◆ Written problem:
Write out all of the data exactly as it appears.

◆ Stored rows:
____

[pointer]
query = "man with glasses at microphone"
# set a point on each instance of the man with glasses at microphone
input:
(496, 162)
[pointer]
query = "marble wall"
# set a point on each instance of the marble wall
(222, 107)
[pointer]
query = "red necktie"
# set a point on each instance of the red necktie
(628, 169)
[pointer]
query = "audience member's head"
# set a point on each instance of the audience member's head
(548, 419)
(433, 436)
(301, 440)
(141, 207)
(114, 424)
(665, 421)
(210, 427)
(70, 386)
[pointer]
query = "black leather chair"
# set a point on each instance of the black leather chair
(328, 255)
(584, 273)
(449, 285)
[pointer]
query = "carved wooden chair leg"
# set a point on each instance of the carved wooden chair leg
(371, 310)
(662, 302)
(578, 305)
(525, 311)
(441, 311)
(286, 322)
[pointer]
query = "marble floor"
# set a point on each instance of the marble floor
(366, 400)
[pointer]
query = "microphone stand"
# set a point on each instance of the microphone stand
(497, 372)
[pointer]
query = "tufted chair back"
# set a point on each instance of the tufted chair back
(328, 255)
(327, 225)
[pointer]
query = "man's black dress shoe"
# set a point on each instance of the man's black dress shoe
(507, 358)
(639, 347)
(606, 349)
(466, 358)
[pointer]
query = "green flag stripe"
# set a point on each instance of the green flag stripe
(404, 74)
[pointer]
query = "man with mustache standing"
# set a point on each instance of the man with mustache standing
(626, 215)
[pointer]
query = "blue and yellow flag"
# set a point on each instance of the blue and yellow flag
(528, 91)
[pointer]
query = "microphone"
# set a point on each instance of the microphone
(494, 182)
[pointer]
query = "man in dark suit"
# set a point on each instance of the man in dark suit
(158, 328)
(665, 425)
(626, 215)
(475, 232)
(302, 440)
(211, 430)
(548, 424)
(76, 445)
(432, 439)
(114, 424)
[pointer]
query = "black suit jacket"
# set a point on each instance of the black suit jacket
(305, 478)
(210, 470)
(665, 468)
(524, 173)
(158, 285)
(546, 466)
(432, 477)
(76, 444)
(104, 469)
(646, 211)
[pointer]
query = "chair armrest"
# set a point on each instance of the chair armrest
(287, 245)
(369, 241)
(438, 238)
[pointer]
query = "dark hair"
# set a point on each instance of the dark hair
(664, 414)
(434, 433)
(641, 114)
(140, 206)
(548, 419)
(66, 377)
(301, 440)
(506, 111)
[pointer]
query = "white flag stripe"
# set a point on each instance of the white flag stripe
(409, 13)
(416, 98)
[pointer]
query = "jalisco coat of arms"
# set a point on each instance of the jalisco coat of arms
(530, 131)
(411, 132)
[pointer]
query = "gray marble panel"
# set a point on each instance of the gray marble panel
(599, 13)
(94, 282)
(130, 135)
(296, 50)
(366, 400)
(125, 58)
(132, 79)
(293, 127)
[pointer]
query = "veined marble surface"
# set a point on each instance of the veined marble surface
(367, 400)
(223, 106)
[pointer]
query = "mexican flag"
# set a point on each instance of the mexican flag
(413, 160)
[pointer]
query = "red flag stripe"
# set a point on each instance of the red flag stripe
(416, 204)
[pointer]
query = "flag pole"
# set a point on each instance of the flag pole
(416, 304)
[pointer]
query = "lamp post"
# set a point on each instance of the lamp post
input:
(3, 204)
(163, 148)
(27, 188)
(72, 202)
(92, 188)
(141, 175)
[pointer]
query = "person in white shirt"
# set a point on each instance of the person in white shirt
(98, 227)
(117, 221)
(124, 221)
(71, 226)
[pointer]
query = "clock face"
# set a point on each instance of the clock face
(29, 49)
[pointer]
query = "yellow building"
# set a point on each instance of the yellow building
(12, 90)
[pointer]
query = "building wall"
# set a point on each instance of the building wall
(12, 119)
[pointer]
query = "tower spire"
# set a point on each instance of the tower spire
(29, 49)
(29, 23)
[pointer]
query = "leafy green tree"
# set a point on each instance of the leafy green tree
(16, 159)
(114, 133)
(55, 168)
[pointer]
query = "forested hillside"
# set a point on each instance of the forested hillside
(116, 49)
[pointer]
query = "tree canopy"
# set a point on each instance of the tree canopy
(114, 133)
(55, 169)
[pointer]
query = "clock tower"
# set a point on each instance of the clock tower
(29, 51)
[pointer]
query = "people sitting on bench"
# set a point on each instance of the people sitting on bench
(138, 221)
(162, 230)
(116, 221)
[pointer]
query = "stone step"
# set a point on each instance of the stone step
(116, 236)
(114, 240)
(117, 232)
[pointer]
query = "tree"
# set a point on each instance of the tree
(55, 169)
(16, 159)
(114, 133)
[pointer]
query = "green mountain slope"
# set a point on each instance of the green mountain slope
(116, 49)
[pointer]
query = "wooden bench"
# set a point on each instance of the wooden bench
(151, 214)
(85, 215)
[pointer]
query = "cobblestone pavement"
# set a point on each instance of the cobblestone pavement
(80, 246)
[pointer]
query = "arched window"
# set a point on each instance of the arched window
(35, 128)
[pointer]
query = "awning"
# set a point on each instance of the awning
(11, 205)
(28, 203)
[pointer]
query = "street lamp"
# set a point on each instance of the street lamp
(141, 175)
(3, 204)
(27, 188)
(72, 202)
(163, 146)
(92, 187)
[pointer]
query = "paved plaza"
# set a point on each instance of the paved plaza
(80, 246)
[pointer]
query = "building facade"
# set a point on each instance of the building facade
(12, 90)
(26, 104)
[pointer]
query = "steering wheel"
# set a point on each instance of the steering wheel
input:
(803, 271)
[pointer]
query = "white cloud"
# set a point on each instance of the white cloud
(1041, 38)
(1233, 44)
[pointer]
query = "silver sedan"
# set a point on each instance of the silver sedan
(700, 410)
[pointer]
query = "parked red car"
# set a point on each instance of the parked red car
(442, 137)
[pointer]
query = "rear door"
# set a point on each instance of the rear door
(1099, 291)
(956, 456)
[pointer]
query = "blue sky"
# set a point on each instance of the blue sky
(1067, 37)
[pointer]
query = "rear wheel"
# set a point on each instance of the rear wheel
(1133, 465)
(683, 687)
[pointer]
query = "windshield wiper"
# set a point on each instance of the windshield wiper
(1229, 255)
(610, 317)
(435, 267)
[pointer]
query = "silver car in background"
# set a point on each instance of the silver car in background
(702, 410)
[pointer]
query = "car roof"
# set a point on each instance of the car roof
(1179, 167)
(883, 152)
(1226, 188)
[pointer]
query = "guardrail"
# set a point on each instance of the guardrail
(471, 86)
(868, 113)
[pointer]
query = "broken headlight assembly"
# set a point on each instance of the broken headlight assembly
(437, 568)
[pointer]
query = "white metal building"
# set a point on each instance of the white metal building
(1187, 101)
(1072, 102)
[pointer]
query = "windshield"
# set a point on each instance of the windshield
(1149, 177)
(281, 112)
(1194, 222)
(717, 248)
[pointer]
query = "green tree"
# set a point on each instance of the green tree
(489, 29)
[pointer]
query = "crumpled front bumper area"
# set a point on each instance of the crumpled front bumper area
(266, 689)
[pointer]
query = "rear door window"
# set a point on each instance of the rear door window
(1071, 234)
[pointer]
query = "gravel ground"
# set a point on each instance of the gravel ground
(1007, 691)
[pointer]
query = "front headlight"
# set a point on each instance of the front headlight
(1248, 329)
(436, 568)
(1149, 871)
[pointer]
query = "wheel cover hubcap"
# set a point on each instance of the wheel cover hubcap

____

◆ Written solution:
[pointer]
query = "man with glasses at microphone"
# set a point on each instance of the man with glasses at microphone
input:
(496, 162)
[pointer]
query = "marble wall"
# set a point on each instance of the marble wall
(222, 107)
[pointer]
query = "red necktie"
# set a point on each instance of the red necktie
(628, 169)
[pointer]
query = "audience member's head"
# set a point on each instance of the audience member's head
(548, 419)
(433, 436)
(301, 440)
(141, 207)
(114, 424)
(665, 421)
(210, 427)
(70, 386)
[pointer]
query = "black leather chair"
# set a point on each instance of the black leather chair
(328, 255)
(584, 273)
(449, 285)
[pointer]
query = "carved wooden chair leg"
# set a point on each instance of the carved wooden chair leg
(371, 310)
(662, 302)
(578, 305)
(525, 311)
(441, 311)
(286, 322)
[pointer]
query = "marble floor"
# set a point on each instance of the marble floor
(366, 400)
[pointer]
query = "microphone stand"
# set a point on each instance of the microphone stand
(497, 372)
[pointer]
query = "tufted chair back"
# set a point on each instance of the tufted chair back
(328, 255)
(327, 225)
[pointer]
query = "man's black dress shoe"
# set a point on each instance of the man's black dress shoe
(507, 358)
(639, 347)
(606, 349)
(466, 358)
[pointer]
query = "green flag stripe"
# set a point on each instance of the green flag stripe
(404, 74)
[pointer]
query = "man with mustache standing"
# set a point on each instance of the man with mustache standing
(626, 215)
[pointer]
query = "blue and yellow flag"
# set a point on each instance of the blue and yellow flag
(528, 91)
[pointer]
query = "microphone"
# set a point on each instance of the microphone
(494, 182)
[pointer]
query = "man in dark suit"
# set a point on each instance of the man in dark suit
(158, 328)
(665, 425)
(626, 215)
(475, 232)
(302, 440)
(211, 430)
(548, 424)
(76, 445)
(432, 439)
(114, 424)
[pointer]
query = "black suit jacket"
# set a point on each instance of the black suit jacket
(305, 478)
(210, 470)
(665, 468)
(524, 173)
(158, 285)
(546, 466)
(432, 477)
(76, 444)
(104, 469)
(646, 211)
[pointer]
query = "chair armrest"
# set a point on each instance of the chair armrest
(287, 245)
(369, 241)
(438, 238)
[pointer]
query = "dark hair"
# set a point on each instance of the dark hair
(664, 414)
(434, 433)
(641, 114)
(140, 206)
(548, 419)
(66, 377)
(301, 440)
(506, 111)
[pointer]
query = "white flag stripe"
# set a point on each instance of the white flag stripe
(409, 13)
(416, 98)
[pointer]
query = "jalisco coat of arms"
# set a point on each instance of the jalisco coat of arms
(530, 131)
(411, 132)
[pointer]
query = "gray marble panel"
# set a point on each instance of the gray marble panel
(599, 13)
(94, 282)
(130, 135)
(296, 50)
(366, 400)
(125, 58)
(132, 79)
(293, 127)
[pointer]
query = "veined marble surface"
# set a point on each instance of the veined marble surface
(367, 400)
(223, 106)
[pointer]
query = "mexican flag"
# set a point on each instance of the mexican flag
(413, 160)
[pointer]
query = "red flag stripe"
# set a point on each instance of the red flag stripe
(416, 204)
[pointer]
query = "flag pole"
# set a point on each instance of the flag pole
(416, 304)
[pointer]
query = "lamp post"
# set a point on each instance of the lamp post
input:
(3, 204)
(163, 148)
(27, 188)
(72, 202)
(92, 188)
(141, 175)
[pointer]
query = "person in white shirt"
# set a point on each instance of the person in white shirt
(98, 227)
(117, 221)
(124, 221)
(71, 226)
[pointer]
query = "clock face"
# set a point on each instance of the clock face
(29, 49)
[pointer]
query = "yellow building"
# set a point on each instance of the yellow building
(12, 90)
[pointer]
query = "building wall"
# set a point on each instance of the building wall
(12, 119)
[pointer]
query = "tower spire"
# set a point on each instance of the tower spire
(29, 49)
(29, 23)
[pointer]
query = "leafy green tree"
# set a point on each instance of the leafy green tree
(16, 159)
(114, 133)
(55, 168)
[pointer]
query = "forested hillside"
# set a point on each instance of the forested hillside
(116, 49)
[pointer]
query = "tree canopy"
# set a point on each instance of the tree canopy
(114, 133)
(55, 169)
[pointer]
query = "clock tower"
# set a point on each instance of the clock tower
(29, 51)
[pointer]
query = "people sitting on bench"
# set a point on each instance of the people sitting on bench
(138, 221)
(162, 230)
(116, 221)
[pointer]
query = "stone step"
# set a point on each instance of the stone step
(116, 236)
(114, 240)
(117, 232)
[pointer]
query = "tree"
# set a point on each instance of the tree
(55, 169)
(16, 159)
(114, 133)
[pointer]
query = "green mountain slope"
# set a point on each instance of the green mountain slope
(116, 49)
[pointer]
query = "wooden bench"
# set a point on each instance of the wooden bench
(151, 214)
(85, 215)
[pointer]
query = "cobblestone pavement"
# set a point on each instance of the cobblestone pavement
(80, 246)
[pointer]
query = "arched window"
# set a point on each instance of the arched window
(35, 128)
[pointer]
query = "awning"
# set a point on each instance of the awning
(11, 205)
(28, 203)
[pointer]
query = "street lamp"
# set a point on each instance of the street lamp
(141, 175)
(3, 204)
(27, 188)
(72, 202)
(163, 146)
(92, 187)
[pointer]
query = "paved plaza"
# set a point on each instance of the paved plaza
(80, 246)
[pointer]
query = "building facade"
# set a point on each instance of the building facade
(12, 90)
(26, 104)
[pointer]
query = "steering wheel"
# set a point on each instance of the steering wheel
input:
(803, 271)
[pointer]
query = "white cloud"
# set a point on each instance of the white cloud
(1041, 38)
(1233, 44)
[pointer]
query = "silver sedan"
# set a point on each instance of the silver sedan
(700, 410)
[pointer]
query = "parked red car"
# set a point on each instance of the parked red car
(442, 137)
[pointer]
query = "rear door"
# set a point on each instance of the rear door
(1099, 291)
(956, 456)
[pointer]
query = "blue sky"
# set a point on each instance of the blue sky
(1067, 37)
[pointer]
query = "rear wheel"
# set a point on each instance of the rear wheel
(1133, 465)
(683, 687)
[pointer]
query = "windshield wiper"
# set a point on each instance of the windshield wiper
(1229, 255)
(610, 317)
(435, 267)
[pointer]
query = "silver car in background"
# set a point on each instance of the silver car in background
(702, 410)
[pointer]
query = "car roof"
# set a point on each instance of the car roof
(1179, 167)
(883, 152)
(1226, 188)
[pointer]
query = "guardrail"
# set a point on each instance of the guardrail
(471, 86)
(868, 113)
[pointer]
query = "broken headlight assembly"
# set a point on each instance of the broken headlight assembly
(437, 568)
[pointer]
query = "white metal building"
# set a point on each instance of the white metal building
(1187, 101)
(1072, 102)
[pointer]
query = "windshield"
# set a point on each instance of the windshield
(1149, 177)
(281, 112)
(1194, 222)
(717, 248)
[pointer]
query = "green tree"
# set a point on each instance of the green tree
(489, 29)
[pointer]
query = "crumpled front bumper area"
# set a point on each instance of the crumpled front bumper area
(266, 689)
[pointer]
query = "rear door window"
# set a point on each instance of the rear door window
(1071, 234)
[pointer]
query = "gravel ground"
# set a point on each instance of the gravel ground
(1007, 691)
[pointer]
query = "front headlight"
# set a point on each instance of the front headlight
(1248, 329)
(436, 568)
(1149, 871)
[pointer]
query = "wheel cover hubcap"
# set a point on each instance of the wheel cover hubcap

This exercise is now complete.